** Job 1 **
List every line in the records below that contains the string "tank". Case counts.

** Supplied text **
— START —
Here, the knife and baby food jar were found in the same bag at the same time. Defendant's defense was that none of the items belonged to him. The trial court's instructions did not specify a particular act which was required to constitute possession, but the record does not indicate the possession of the knife and baby food jar were legally separate acts.
*368 Similarly, the individual acts of possessing the knife and jar did not occur at different times and did not appear to be motivated by a "fresh impulse." One item was used to produce crack cocaine and the other was used to consume crack cocaine. Stone testified defendant admitted to doing both acts just prior to the officers' arrival at the scene. Consequently, we conclude defendant's actions were not factually separate.
Applying the harmless error analysis to this case, it is unlikely the jury would have concluded defendant possessed one of the items without simultaneously possessing the other. There is no reasonable likelihood of jury confusion and no multiple acts issue arises.
— END —
** Job 2 **
According to the court passage, what was the defendant's defense?

** Provided data **
— START —
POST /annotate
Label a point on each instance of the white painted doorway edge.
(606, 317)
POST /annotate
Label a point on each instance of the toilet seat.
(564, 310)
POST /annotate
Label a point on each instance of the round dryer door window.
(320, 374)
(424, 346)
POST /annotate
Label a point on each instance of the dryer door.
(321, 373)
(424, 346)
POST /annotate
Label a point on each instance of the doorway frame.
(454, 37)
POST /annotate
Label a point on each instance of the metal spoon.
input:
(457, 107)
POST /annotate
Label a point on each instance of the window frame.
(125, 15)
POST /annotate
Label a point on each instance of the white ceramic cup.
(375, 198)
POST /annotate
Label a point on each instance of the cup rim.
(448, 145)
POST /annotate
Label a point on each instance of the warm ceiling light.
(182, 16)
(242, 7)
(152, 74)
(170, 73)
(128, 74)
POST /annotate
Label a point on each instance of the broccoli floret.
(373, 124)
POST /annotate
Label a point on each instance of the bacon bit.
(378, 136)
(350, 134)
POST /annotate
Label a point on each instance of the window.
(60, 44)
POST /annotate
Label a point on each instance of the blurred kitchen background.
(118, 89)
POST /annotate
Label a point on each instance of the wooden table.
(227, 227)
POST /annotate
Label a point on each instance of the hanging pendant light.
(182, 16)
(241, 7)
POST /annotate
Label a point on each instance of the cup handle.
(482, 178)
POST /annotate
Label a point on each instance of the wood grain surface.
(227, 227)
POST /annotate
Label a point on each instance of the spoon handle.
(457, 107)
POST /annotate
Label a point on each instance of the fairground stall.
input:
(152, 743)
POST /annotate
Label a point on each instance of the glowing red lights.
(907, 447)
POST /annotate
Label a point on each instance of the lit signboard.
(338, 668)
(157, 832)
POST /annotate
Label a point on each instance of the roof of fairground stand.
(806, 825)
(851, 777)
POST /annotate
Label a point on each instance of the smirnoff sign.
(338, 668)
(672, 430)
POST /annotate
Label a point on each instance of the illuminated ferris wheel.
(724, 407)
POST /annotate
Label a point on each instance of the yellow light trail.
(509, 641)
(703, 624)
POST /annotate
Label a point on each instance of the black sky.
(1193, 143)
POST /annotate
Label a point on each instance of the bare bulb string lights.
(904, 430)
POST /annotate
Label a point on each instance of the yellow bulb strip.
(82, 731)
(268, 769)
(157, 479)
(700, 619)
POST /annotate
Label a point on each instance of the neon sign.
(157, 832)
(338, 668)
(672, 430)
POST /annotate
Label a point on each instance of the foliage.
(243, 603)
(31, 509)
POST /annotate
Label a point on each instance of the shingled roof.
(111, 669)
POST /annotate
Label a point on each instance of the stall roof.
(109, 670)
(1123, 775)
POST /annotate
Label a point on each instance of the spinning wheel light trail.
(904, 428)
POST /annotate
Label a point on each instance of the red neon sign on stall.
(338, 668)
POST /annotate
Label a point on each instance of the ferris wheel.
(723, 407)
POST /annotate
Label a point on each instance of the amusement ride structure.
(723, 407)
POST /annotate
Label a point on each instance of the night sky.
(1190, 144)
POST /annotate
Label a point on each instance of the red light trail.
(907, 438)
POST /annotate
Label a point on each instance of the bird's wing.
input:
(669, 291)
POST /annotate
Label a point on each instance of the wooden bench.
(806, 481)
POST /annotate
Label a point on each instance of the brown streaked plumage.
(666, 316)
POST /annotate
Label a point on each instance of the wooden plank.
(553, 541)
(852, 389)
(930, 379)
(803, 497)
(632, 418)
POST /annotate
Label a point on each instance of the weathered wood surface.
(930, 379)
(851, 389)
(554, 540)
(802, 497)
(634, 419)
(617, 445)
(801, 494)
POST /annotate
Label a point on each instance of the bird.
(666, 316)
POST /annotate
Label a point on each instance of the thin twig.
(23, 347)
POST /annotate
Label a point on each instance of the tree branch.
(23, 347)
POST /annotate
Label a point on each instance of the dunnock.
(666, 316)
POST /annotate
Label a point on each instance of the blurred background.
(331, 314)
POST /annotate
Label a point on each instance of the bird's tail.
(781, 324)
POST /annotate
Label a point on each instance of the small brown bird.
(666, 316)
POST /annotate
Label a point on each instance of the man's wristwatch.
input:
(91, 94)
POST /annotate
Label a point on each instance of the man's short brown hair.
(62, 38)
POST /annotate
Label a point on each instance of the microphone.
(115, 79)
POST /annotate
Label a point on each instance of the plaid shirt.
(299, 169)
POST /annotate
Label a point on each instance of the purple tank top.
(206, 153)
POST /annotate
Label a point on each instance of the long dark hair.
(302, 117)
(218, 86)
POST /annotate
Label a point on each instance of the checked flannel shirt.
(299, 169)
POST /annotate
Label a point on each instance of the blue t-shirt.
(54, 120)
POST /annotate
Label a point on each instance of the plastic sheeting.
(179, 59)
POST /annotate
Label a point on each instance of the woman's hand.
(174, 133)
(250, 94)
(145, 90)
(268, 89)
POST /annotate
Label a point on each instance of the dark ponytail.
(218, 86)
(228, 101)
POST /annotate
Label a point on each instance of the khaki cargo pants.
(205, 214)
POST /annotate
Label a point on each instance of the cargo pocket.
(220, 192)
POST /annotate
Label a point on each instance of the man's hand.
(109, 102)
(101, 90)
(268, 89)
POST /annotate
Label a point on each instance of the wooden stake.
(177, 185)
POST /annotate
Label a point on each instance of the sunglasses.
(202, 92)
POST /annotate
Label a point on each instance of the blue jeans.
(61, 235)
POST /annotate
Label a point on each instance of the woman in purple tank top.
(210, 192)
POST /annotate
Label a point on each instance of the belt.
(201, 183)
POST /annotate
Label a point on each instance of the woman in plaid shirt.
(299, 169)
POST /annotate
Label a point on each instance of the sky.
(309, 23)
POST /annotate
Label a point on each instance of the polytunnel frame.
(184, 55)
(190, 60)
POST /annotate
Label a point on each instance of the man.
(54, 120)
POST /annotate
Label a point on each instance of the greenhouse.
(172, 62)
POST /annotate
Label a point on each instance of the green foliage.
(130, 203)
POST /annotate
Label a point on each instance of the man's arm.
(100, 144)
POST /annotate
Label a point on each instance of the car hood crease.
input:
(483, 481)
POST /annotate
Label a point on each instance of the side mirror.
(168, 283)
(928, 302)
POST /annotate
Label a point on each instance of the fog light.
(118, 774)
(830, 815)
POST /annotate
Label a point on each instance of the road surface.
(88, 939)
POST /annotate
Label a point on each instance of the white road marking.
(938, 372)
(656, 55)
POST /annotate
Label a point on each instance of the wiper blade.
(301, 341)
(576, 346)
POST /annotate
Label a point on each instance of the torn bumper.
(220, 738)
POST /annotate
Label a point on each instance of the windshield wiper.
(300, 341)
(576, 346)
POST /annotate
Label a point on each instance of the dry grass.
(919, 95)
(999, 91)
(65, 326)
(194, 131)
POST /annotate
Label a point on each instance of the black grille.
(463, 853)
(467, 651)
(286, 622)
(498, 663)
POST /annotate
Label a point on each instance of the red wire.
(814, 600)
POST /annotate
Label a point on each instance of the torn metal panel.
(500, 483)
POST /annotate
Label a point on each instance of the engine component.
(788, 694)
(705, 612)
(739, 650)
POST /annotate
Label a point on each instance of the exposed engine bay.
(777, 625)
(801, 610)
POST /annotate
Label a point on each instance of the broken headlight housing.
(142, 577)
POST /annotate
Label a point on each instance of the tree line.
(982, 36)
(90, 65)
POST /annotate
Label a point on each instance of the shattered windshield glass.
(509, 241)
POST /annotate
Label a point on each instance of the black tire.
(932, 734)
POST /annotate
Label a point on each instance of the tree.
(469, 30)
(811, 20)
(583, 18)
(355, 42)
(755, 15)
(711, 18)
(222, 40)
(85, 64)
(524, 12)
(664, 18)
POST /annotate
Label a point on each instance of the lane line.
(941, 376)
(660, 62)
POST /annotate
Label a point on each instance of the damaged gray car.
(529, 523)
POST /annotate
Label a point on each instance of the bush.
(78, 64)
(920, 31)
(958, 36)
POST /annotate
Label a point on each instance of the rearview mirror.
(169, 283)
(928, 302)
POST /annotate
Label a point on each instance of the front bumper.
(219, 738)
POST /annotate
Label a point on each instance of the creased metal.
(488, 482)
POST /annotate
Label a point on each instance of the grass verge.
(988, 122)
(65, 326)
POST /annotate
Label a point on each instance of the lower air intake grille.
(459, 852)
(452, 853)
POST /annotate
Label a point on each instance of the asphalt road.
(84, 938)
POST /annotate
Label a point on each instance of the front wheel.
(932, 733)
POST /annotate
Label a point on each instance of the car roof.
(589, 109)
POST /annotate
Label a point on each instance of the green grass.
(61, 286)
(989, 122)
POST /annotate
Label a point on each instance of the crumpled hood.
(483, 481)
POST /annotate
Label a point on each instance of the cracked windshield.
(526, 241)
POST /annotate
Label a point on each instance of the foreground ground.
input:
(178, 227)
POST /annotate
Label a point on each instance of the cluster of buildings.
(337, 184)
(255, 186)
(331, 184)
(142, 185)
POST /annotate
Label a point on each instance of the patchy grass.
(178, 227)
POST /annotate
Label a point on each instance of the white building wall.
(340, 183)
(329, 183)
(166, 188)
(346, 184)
— END —
** Written reply 1 **
Label a point on each instance of the purple tank top.
Label a point on each instance of the woman in purple tank top.

** Written reply 2 **
That none of the items belonged to him.